__PASSAGE PROVIDED__.
----------------------------------------

St. Francis is much more than decoration for a garden. His spirituality demands conversion in our hearts and in our world.
In honor the the Feast of St. Francis, Franciscan Earth Corps, in collaboration with St. Camillus Church Young Adults and the Franciscan Friars, is hosting an event tomorrow about applying Franciscan spirituality to the ecological crisis. Along with being the event’s emcee, I will be giving a 2-3 minute personal talk about how I have changed something in my life for a greater care of creation. The following is an extended version of that talk.
I’ve mentioned before that the environment is a big issue for me. I feel that it is the most neglected aspect of peace and justice work despite being one of the most pressing issues of our generation. When we sit down and look at the numbers, there’s reason to panic. For instance, many scientists believe that there will be nothing left to fish from the ocean within fifty years. Can you imagine a fishless ocean? What’s even more daunting is that the United States E.P.A. estimated that more resources have been used in the last fifty years than in the rest of human history. These are just two of the many earth-shattering (literally) facts that reveal the grave condition of our earth and the imminent danger our consumption is causing others, especially the poor. Something obviously needs to be done.
Well, the first thing that needs to be done is to determine who’s to blame. The effect is pretty clear, but what, or rather who, is the cause? Many want to point the finger at multinational corporations because of their size, affluence, and history of circumventing environmental laws for the sake of higher profits. While true, multinational corporations are certainly not innocent when it comes to ecological justice, who keeps them in business? We do. Multinational corporations have enormous leverage and financial capabilities because we shop at their stores and buy their products. Not only that, we as consumers and we as American consumers, also use energy in our cars, our homes, our waste, and in our stomachs. If the information from above about the direction we’re heading concerns us, then it’s about time we looked at the problem not as something outside of ourselves, “those evil multinational corporations,” and instead something for which each and every one of us is partially responsible.

----------------------------------------

__STATED GOAL 1__. Please rewrite the records below, starting at their first line and continuing to the line with "top-left (44, 288), bottom-right (124, 400)", both included. Keep the requests and their sample coordinates unchanged, but multiply every bounding-box coordinate in the answers by 1.25 and round each to a whole number, rounding halves up.

----------------------------------------

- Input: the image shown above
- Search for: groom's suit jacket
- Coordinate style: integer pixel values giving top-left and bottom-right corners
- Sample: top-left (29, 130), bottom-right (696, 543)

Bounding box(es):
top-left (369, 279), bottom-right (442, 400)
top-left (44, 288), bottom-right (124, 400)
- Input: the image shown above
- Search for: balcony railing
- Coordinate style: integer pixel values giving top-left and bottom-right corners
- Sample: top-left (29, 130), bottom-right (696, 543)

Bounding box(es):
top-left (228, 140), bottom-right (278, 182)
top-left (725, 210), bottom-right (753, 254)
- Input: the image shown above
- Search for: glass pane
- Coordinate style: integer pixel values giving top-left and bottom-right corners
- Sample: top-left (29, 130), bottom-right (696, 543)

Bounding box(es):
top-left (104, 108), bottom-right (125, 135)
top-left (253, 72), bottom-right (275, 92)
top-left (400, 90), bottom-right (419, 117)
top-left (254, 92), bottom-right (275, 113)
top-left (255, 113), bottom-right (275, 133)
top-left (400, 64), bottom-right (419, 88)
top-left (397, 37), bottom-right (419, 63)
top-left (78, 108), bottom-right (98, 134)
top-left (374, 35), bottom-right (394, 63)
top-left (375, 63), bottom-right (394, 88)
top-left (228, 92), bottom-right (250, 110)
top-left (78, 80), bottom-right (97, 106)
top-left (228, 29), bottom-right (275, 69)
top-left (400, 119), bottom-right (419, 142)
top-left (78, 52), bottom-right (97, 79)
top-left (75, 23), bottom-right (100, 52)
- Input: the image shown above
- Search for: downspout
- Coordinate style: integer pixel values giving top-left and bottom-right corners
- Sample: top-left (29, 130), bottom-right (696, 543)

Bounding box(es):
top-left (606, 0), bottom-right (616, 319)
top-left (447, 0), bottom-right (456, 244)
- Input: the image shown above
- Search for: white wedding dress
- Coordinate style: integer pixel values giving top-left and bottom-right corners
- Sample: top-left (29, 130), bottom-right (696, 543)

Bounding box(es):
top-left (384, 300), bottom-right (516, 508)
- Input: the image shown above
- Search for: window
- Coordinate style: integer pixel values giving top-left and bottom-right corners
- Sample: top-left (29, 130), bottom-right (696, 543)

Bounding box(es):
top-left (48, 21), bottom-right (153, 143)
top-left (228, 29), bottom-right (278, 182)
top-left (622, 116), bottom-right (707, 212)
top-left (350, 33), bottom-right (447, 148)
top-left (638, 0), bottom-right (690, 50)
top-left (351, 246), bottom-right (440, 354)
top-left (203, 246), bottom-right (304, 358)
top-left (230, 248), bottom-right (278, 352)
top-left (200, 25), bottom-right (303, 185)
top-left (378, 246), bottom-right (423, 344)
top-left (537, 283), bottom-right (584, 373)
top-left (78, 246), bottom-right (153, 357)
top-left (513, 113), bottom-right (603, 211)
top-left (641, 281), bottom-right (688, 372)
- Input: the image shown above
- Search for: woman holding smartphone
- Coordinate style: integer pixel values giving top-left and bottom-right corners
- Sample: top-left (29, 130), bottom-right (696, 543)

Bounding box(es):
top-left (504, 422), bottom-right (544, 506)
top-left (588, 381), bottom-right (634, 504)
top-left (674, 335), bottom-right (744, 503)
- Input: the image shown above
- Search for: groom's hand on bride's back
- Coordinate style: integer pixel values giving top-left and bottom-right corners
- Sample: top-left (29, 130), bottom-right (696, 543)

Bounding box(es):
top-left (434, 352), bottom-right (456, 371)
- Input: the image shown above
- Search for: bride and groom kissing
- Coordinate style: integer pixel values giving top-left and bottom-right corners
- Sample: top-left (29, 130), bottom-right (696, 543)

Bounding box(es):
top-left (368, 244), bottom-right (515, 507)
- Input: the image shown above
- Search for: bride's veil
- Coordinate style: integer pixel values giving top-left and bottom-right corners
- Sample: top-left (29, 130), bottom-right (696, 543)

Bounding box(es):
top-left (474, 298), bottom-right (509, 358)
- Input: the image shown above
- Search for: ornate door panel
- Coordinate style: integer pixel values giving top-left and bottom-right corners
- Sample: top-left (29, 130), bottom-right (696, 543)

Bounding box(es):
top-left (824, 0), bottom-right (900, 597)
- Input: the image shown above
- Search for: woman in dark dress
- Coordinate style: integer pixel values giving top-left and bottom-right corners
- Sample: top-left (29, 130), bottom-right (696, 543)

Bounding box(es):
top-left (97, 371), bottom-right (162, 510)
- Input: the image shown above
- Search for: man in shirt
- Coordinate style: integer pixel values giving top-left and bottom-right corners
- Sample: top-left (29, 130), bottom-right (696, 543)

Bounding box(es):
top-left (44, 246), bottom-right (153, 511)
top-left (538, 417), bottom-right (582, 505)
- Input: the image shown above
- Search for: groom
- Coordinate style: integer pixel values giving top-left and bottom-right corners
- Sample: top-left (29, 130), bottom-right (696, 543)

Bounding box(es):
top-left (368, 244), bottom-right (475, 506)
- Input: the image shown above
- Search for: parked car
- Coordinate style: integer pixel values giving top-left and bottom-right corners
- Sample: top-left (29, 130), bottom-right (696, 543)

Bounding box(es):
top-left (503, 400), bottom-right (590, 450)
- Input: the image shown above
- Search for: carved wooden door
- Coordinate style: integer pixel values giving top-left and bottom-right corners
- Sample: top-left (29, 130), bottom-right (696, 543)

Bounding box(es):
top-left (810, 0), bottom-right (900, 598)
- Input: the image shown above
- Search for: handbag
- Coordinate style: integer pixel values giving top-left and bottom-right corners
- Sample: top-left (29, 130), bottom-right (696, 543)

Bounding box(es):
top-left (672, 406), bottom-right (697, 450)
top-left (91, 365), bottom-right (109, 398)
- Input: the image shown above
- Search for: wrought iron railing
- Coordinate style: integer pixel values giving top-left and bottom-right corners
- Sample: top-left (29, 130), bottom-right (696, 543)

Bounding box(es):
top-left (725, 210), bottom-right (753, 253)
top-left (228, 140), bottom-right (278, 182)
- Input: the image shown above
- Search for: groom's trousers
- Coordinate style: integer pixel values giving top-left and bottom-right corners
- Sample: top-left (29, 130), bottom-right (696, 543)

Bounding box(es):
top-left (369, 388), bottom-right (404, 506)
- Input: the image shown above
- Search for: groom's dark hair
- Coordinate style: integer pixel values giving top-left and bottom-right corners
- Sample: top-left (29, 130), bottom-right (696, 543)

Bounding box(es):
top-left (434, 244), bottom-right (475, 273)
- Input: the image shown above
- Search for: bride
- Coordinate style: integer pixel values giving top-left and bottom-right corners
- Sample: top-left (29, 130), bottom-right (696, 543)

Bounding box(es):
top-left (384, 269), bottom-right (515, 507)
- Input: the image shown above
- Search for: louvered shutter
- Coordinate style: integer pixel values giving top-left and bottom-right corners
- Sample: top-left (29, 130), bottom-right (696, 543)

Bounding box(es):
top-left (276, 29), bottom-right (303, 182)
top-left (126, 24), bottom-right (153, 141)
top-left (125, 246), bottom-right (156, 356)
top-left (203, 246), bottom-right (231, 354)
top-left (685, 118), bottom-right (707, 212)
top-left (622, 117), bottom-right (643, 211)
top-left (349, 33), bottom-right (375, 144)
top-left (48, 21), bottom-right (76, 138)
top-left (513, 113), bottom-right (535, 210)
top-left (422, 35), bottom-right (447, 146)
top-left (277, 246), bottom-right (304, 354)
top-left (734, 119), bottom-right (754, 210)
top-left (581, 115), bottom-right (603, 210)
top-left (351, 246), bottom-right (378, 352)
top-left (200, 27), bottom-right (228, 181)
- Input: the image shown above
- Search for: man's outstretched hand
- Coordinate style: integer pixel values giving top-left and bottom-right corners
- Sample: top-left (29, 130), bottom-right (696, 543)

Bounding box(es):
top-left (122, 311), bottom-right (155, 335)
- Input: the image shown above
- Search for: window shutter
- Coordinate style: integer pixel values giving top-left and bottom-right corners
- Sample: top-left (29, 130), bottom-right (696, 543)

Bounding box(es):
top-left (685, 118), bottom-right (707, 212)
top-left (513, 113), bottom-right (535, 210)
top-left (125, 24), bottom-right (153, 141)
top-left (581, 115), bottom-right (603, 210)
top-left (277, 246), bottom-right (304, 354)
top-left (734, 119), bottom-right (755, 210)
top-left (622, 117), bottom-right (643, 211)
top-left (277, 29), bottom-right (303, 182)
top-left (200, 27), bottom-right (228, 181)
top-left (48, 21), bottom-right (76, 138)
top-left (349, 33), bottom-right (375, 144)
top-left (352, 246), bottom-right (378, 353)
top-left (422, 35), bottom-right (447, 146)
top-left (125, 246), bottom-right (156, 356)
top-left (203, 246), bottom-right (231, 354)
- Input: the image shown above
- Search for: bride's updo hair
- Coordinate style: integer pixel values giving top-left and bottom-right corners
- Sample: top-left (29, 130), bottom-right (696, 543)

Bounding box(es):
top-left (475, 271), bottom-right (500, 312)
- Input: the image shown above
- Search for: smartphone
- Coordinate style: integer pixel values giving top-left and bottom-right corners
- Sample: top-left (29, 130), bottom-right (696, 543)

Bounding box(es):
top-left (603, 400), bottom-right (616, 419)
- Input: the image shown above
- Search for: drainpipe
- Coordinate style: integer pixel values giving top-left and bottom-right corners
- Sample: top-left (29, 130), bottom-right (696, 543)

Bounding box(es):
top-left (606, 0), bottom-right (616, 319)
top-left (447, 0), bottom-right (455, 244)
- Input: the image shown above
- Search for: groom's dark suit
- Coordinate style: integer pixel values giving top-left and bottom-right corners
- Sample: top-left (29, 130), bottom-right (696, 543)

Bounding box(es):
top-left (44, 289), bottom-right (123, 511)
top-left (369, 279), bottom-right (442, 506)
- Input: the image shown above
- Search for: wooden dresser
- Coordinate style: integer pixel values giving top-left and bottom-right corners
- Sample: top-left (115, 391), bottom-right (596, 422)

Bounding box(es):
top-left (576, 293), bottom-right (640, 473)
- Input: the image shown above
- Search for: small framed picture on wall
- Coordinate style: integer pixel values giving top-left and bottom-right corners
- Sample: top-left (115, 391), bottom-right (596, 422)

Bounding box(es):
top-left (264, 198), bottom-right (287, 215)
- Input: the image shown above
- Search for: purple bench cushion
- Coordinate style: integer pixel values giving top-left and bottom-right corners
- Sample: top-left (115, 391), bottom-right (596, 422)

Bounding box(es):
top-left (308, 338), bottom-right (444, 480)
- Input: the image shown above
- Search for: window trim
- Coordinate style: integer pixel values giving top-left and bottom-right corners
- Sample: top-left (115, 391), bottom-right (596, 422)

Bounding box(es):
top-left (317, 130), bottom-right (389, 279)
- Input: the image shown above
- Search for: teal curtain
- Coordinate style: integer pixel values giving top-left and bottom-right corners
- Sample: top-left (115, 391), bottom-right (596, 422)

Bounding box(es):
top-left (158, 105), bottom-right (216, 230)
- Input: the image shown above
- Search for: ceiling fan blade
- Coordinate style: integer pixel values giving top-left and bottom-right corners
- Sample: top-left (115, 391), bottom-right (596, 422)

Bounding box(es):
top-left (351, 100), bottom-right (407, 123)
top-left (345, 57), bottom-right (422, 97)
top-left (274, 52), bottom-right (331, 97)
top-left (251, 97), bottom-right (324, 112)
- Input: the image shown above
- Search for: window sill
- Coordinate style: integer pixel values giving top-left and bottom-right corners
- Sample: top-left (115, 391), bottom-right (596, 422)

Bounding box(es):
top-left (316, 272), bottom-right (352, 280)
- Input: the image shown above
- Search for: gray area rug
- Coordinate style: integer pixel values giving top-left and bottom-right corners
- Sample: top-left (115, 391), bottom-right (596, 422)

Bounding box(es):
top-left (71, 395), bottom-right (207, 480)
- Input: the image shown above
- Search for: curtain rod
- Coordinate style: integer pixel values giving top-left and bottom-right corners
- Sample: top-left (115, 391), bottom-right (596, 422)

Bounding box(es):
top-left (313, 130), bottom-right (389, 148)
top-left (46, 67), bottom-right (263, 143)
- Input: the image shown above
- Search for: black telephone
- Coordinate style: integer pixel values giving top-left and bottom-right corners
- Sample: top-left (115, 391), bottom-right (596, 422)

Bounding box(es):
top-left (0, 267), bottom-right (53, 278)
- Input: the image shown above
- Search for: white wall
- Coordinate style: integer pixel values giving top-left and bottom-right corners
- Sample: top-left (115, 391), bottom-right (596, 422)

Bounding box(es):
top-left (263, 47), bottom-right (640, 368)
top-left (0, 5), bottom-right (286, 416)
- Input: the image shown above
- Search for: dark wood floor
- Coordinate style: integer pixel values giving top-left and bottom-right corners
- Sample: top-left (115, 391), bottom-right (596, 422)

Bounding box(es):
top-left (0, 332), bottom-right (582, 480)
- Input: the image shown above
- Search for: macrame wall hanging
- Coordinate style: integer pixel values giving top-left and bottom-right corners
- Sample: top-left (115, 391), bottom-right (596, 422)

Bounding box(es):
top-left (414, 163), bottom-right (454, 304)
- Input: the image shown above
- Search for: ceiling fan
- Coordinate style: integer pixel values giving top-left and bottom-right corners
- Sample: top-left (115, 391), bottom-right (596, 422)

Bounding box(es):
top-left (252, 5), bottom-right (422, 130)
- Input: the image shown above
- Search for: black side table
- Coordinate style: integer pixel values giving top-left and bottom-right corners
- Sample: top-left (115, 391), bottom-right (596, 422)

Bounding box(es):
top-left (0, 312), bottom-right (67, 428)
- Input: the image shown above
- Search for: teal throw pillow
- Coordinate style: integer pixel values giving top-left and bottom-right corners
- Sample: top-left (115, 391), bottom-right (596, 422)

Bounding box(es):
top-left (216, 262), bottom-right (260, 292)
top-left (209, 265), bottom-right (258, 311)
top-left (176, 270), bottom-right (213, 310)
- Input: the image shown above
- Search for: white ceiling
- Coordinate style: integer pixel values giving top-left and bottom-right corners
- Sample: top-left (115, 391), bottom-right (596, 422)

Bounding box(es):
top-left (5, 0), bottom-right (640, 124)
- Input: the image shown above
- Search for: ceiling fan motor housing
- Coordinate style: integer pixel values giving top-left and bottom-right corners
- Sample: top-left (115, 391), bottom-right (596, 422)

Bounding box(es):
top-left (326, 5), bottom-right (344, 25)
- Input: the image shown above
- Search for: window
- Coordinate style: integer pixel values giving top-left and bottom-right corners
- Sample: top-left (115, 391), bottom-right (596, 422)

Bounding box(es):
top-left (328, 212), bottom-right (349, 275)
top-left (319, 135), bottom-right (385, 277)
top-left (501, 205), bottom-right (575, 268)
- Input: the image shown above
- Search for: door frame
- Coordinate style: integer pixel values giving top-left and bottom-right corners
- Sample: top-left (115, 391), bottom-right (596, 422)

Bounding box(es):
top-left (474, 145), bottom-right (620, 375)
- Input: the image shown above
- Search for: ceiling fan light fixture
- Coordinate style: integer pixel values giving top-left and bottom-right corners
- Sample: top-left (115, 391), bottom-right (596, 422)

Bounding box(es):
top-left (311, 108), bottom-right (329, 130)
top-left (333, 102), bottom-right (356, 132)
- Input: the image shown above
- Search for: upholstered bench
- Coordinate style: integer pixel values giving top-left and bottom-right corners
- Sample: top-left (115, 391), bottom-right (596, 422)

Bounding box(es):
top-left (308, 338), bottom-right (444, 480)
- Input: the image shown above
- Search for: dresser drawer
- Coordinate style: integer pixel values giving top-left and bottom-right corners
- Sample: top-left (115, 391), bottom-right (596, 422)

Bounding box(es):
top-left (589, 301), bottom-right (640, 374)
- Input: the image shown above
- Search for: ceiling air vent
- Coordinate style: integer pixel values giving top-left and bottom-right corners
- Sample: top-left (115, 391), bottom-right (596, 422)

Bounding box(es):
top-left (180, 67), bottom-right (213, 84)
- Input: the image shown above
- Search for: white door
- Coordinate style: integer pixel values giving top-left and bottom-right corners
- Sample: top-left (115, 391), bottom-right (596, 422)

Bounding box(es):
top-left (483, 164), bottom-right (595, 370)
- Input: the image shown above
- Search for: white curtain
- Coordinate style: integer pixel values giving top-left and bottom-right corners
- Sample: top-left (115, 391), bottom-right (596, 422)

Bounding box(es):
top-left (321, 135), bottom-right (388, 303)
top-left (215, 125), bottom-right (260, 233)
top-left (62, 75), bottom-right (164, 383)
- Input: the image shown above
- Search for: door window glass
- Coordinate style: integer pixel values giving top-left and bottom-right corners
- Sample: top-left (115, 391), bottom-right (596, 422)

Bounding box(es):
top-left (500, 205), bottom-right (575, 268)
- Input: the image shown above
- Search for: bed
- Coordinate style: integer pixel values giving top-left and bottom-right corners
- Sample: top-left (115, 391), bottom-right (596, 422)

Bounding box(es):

----------------------------------------

__STATED GOAL 2__. Output the part of the St. Francis essay from "In honor the" to "of that talk.", word for word.

__FINISHED ANSWER 1__.
- Input: the image shown above
- Search for: groom's suit jacket
- Coordinate style: integer pixel values giving top-left and bottom-right corners
- Sample: top-left (29, 130), bottom-right (696, 543)

Bounding box(es):
top-left (461, 349), bottom-right (553, 500)
top-left (55, 360), bottom-right (155, 500)

__FINISHED ANSWER 2__.
In honor the the Feast of St. Francis, Franciscan Earth Corps, in collaboration with St. Camillus Church Young Adults and the Franciscan Friars, is hosting an event tomorrow about applying Franciscan spirituality to the ecological crisis. Along with being the event’s emcee, I will be giving a 2-3 minute personal talk about how I have changed something in my life for a greater care of creation. The following is an extended version of that talk.